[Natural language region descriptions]
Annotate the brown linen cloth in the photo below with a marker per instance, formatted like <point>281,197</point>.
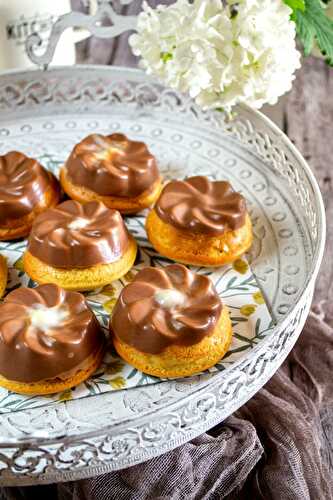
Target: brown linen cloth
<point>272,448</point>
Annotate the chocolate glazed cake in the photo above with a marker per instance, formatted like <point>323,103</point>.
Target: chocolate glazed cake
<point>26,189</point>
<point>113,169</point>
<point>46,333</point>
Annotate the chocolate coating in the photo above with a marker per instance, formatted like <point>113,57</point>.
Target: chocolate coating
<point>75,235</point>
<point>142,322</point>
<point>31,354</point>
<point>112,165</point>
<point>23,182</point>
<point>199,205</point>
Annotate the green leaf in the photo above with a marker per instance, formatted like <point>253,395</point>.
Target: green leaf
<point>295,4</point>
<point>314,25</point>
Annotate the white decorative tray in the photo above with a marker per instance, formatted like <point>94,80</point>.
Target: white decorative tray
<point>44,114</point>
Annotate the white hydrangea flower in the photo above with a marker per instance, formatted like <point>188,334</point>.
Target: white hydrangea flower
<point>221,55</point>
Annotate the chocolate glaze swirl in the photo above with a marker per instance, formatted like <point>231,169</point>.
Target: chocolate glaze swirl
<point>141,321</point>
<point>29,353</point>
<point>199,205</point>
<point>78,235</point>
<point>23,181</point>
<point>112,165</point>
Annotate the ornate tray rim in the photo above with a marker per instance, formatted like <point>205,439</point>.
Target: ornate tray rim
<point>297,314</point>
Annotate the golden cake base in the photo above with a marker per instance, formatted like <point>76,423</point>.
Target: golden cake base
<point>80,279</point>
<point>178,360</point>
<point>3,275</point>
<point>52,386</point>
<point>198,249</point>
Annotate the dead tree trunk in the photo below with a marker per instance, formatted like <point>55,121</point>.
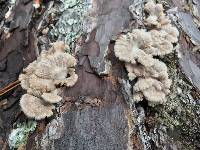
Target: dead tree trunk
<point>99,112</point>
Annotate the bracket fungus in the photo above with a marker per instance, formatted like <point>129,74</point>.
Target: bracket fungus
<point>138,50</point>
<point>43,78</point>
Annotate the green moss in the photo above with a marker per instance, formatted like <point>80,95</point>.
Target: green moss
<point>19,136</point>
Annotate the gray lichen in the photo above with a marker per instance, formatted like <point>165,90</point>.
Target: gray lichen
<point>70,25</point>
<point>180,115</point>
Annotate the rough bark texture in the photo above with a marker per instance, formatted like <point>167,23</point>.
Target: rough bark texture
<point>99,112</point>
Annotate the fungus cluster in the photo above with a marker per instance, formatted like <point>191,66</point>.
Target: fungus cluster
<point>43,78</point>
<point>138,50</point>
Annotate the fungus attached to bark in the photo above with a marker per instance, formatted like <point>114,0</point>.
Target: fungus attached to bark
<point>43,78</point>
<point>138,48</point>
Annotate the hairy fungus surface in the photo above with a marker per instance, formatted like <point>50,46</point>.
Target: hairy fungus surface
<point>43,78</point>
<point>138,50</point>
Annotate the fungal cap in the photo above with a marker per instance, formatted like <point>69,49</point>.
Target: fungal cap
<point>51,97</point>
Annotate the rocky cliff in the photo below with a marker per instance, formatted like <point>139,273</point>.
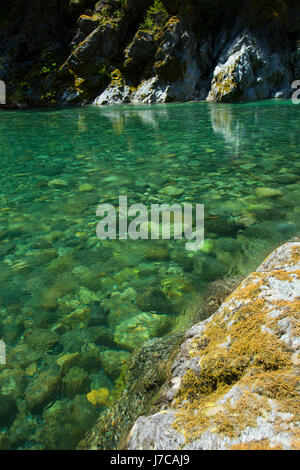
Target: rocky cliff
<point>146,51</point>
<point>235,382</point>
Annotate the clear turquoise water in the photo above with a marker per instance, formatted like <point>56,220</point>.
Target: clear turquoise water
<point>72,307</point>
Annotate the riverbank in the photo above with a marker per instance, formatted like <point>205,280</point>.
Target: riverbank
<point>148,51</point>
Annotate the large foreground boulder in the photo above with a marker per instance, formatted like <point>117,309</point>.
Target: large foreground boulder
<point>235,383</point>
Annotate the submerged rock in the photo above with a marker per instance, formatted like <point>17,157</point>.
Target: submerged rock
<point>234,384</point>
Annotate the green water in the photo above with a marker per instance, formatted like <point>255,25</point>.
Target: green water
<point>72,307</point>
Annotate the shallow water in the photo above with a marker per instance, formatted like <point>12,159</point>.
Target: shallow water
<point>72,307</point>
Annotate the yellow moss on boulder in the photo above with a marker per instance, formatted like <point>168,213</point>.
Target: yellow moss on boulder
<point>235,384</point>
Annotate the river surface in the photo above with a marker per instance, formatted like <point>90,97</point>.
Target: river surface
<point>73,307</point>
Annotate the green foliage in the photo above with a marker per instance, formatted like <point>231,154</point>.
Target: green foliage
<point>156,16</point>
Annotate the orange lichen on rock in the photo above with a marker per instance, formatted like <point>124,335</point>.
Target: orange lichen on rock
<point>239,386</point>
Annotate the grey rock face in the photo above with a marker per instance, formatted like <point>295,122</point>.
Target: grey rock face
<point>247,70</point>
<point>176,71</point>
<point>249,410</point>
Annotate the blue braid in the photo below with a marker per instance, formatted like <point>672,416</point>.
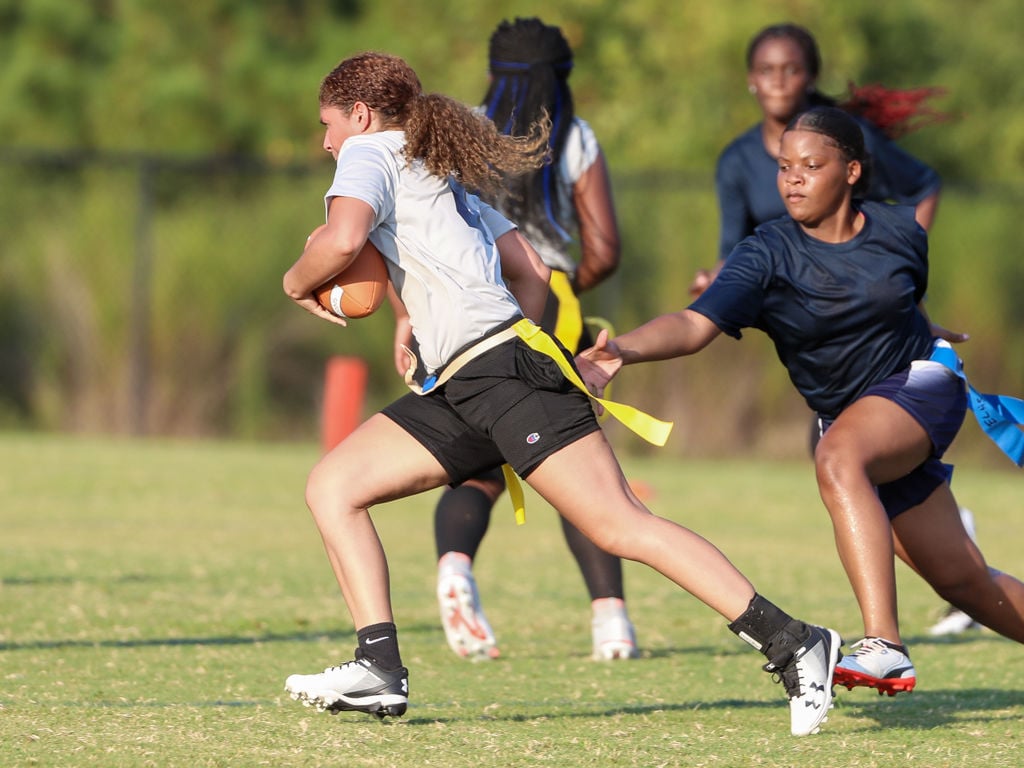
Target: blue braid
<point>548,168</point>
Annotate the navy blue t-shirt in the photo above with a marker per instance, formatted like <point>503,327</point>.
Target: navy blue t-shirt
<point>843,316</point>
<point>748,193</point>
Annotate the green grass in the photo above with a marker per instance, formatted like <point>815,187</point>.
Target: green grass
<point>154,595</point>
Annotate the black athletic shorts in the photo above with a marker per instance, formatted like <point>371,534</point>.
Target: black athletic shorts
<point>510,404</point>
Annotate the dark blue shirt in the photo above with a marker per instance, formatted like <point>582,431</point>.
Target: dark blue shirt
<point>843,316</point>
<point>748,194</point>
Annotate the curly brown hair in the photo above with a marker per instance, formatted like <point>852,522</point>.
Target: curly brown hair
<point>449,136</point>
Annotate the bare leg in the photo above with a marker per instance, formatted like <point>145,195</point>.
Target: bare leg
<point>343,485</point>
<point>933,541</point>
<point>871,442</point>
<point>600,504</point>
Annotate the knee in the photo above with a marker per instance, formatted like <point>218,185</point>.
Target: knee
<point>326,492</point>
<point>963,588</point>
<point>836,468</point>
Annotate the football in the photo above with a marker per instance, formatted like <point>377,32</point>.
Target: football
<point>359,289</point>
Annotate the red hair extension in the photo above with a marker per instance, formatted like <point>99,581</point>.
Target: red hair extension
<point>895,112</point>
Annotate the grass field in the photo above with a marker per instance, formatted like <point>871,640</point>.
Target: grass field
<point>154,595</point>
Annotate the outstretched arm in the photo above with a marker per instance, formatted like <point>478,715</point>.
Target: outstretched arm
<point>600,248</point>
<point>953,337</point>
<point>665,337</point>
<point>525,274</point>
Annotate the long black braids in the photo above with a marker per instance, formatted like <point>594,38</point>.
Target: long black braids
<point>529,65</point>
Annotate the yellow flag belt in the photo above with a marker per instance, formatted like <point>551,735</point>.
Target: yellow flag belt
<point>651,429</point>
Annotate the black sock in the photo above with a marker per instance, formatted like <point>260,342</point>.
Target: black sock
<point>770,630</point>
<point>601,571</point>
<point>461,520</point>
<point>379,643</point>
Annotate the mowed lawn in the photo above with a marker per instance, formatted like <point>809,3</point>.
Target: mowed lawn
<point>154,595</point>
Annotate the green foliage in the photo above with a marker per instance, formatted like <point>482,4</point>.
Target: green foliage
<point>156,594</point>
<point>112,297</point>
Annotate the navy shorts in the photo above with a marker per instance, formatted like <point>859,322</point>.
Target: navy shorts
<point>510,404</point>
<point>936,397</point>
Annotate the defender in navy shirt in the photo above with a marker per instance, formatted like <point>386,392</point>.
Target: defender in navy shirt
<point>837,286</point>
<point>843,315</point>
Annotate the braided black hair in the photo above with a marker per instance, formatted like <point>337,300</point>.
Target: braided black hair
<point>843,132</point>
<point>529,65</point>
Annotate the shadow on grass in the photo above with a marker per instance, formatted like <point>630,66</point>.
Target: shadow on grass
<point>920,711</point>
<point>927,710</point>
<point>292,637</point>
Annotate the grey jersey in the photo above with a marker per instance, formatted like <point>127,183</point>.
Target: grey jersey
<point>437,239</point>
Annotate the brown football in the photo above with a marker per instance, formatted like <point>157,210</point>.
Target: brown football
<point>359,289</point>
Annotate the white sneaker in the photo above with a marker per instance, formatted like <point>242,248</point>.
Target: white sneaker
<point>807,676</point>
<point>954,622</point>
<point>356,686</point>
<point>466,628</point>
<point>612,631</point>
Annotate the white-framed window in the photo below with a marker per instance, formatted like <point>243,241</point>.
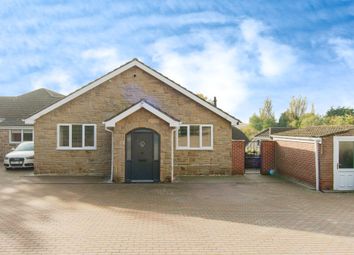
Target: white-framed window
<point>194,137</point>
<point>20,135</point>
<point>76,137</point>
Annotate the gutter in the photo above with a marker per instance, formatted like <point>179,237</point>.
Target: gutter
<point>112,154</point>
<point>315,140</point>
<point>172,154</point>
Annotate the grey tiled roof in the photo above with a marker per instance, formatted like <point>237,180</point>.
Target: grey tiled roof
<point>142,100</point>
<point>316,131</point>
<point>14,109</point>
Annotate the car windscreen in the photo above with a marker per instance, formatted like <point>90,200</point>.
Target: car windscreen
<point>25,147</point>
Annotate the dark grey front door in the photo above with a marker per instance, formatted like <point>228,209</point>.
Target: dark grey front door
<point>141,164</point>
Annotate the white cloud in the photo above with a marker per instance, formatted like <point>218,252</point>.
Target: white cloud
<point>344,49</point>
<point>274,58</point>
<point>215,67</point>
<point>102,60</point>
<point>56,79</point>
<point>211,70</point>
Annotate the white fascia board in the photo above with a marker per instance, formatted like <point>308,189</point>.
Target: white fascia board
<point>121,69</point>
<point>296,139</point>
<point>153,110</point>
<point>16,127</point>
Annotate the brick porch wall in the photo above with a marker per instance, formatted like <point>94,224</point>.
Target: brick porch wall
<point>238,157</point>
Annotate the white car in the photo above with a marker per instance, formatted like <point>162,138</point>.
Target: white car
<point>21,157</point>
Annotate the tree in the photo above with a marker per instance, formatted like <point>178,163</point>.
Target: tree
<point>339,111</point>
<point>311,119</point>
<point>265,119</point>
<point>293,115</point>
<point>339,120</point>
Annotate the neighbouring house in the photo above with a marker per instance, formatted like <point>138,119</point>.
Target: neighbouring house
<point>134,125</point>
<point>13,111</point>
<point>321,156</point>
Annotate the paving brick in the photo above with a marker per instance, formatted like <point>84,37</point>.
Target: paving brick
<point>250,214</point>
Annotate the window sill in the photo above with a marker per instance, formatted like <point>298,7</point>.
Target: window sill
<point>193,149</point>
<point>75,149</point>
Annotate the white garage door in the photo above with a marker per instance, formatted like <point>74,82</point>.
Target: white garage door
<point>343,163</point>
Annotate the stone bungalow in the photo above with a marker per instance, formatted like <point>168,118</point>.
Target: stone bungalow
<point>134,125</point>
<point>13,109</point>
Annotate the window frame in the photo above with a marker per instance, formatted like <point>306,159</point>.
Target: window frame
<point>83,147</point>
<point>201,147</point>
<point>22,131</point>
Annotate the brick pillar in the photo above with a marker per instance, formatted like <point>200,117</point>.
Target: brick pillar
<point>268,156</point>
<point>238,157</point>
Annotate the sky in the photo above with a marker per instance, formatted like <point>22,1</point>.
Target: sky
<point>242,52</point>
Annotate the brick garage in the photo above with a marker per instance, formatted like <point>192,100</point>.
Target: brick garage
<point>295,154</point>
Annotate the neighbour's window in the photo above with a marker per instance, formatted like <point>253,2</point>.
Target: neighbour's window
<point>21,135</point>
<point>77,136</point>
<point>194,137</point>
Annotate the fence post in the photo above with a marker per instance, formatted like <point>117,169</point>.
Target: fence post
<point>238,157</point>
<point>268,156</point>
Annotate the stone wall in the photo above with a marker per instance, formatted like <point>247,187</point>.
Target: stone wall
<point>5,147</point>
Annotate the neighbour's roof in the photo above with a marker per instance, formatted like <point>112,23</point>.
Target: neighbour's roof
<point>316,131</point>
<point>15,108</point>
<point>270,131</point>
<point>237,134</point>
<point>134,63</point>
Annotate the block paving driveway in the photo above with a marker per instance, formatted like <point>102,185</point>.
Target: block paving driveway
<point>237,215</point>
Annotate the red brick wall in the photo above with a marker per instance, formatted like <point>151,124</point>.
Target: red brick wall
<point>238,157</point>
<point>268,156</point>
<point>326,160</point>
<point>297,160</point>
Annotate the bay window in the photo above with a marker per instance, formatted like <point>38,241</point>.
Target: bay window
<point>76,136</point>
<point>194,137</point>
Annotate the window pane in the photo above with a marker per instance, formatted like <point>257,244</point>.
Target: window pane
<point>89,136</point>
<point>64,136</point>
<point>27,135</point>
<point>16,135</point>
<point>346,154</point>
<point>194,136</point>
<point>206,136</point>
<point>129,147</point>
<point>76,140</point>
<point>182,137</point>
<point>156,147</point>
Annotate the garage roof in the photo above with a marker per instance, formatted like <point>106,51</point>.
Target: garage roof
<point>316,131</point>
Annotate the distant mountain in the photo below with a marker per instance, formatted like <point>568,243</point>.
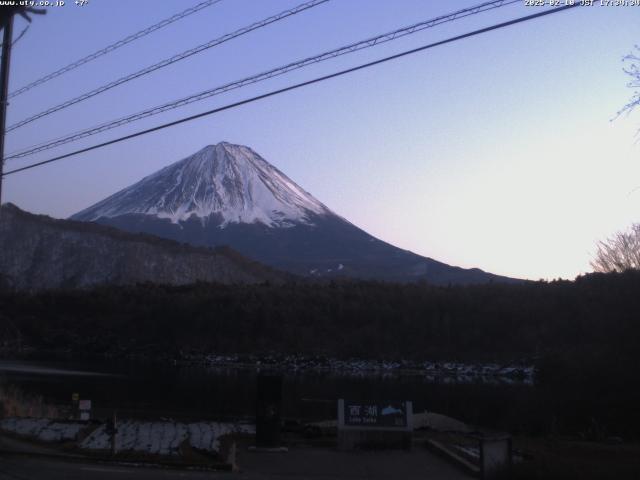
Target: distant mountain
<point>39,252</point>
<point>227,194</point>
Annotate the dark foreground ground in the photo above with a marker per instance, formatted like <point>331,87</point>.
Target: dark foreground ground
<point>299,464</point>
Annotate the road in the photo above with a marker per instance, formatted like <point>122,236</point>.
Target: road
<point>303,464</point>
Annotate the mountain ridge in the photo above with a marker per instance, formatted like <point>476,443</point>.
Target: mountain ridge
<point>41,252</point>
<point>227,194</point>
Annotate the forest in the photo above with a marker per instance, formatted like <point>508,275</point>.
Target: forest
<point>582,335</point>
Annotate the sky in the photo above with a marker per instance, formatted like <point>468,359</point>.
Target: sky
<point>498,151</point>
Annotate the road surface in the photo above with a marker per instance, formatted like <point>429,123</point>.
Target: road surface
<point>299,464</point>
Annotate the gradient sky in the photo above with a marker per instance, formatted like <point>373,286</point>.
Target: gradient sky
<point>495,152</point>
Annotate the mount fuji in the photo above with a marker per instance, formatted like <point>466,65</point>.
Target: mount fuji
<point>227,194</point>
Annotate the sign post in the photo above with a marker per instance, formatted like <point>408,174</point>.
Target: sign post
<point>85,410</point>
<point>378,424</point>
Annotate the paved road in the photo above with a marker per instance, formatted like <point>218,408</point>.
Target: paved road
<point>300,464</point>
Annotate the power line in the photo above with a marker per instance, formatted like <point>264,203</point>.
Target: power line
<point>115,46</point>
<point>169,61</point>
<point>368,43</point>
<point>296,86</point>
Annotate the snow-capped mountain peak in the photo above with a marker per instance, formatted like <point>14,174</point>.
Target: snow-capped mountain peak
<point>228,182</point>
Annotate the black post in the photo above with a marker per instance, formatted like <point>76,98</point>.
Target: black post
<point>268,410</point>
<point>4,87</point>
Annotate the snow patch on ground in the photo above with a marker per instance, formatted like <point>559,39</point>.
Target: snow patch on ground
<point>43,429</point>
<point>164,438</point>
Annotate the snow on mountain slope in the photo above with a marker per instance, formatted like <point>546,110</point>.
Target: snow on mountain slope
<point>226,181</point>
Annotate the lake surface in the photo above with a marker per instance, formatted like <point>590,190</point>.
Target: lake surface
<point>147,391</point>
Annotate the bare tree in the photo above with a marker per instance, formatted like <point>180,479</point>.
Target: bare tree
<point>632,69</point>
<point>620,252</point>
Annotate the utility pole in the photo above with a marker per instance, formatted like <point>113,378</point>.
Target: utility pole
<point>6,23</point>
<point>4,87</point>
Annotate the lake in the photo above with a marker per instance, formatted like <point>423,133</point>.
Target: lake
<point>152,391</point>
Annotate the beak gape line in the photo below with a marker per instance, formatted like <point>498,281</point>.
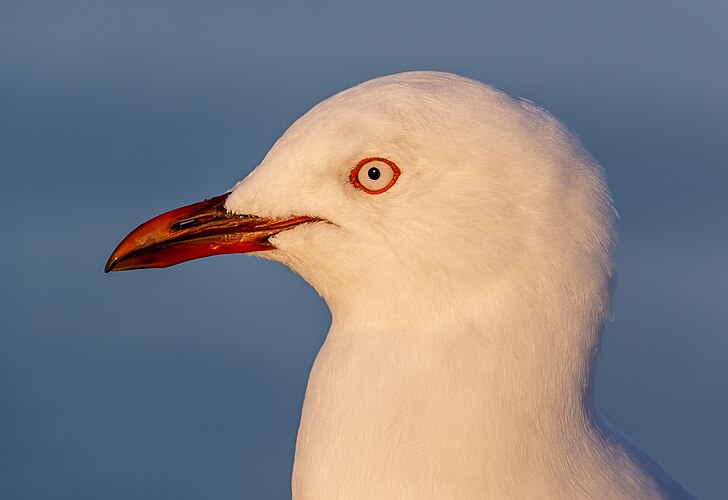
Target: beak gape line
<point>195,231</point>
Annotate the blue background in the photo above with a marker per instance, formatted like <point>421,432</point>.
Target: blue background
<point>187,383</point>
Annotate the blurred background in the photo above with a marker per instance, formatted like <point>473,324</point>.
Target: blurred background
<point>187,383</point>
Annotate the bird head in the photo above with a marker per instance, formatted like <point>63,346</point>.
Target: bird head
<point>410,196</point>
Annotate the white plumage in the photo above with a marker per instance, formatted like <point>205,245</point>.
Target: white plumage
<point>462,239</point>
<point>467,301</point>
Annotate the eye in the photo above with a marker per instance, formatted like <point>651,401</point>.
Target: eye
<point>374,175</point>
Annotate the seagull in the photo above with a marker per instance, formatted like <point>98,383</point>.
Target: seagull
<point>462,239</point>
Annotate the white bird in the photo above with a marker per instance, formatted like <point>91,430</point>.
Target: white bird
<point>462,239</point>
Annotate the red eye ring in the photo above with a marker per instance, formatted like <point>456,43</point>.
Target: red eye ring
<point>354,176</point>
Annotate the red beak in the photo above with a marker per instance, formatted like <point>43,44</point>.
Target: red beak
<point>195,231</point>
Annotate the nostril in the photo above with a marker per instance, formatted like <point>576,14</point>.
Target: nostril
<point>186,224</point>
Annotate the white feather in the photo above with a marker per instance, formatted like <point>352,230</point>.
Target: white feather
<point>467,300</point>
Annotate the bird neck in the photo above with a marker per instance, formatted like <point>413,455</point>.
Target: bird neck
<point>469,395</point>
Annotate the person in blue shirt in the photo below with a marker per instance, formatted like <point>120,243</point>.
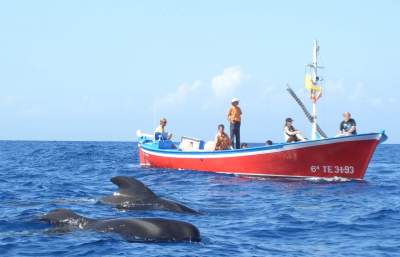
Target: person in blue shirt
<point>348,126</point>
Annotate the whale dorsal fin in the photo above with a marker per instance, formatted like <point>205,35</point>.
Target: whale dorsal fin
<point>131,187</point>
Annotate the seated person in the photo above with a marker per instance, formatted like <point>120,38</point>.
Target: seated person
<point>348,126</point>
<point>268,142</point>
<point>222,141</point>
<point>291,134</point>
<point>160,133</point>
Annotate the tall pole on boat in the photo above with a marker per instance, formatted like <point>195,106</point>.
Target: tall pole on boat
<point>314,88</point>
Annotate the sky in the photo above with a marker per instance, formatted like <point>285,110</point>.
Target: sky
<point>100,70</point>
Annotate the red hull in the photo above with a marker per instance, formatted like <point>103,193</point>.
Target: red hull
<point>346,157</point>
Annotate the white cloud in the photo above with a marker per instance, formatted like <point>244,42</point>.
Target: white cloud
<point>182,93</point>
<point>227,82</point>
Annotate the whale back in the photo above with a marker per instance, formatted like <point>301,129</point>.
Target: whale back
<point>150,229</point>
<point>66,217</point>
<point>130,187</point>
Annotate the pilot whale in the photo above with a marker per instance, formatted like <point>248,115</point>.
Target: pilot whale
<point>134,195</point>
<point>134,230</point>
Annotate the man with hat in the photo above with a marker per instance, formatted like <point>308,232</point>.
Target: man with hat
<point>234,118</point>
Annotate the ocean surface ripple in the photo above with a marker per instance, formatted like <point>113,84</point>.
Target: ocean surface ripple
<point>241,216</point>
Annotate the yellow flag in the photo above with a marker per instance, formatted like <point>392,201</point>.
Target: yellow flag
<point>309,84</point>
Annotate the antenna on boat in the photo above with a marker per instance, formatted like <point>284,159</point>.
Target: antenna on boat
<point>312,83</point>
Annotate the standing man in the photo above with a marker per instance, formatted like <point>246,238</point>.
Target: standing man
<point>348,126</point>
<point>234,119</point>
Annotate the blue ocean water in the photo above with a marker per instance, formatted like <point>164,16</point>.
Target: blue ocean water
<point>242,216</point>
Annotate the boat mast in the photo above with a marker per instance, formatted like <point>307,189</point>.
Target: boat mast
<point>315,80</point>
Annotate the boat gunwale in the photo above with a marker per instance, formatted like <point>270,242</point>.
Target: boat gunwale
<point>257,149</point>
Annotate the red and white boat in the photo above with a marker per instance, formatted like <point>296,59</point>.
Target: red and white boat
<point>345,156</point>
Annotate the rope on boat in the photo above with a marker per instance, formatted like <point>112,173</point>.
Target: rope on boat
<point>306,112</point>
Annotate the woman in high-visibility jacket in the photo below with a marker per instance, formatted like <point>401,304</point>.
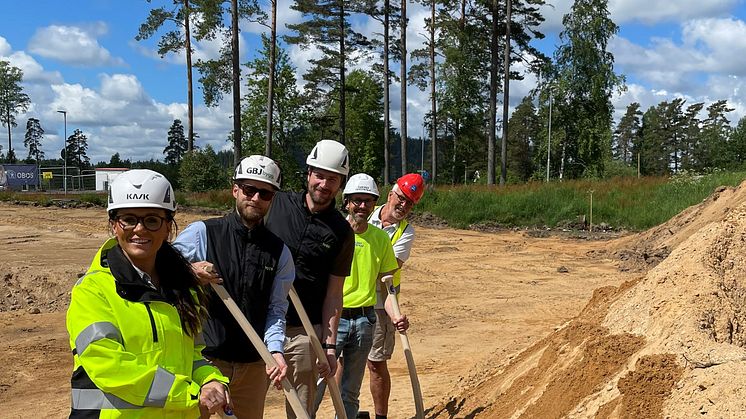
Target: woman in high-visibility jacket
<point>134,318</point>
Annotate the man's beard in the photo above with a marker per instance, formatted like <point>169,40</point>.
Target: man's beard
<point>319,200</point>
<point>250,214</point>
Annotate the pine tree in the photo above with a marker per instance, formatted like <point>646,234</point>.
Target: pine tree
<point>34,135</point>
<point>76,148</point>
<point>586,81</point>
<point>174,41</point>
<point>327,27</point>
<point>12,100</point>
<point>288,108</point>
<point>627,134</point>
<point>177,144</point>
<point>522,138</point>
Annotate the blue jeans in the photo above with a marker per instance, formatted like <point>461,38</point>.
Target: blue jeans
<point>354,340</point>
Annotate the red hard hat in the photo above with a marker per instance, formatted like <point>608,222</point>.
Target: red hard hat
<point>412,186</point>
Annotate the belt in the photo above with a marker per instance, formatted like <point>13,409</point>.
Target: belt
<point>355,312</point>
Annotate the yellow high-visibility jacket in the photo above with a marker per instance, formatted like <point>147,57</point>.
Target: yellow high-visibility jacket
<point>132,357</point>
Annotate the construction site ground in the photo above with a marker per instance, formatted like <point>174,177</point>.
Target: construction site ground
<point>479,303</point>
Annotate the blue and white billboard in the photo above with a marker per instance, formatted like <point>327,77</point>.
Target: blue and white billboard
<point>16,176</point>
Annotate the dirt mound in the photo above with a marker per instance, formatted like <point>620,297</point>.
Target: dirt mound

Your assignment: Count the lines above that contain the word "mound", and reply with only that number.

Exercise response: 2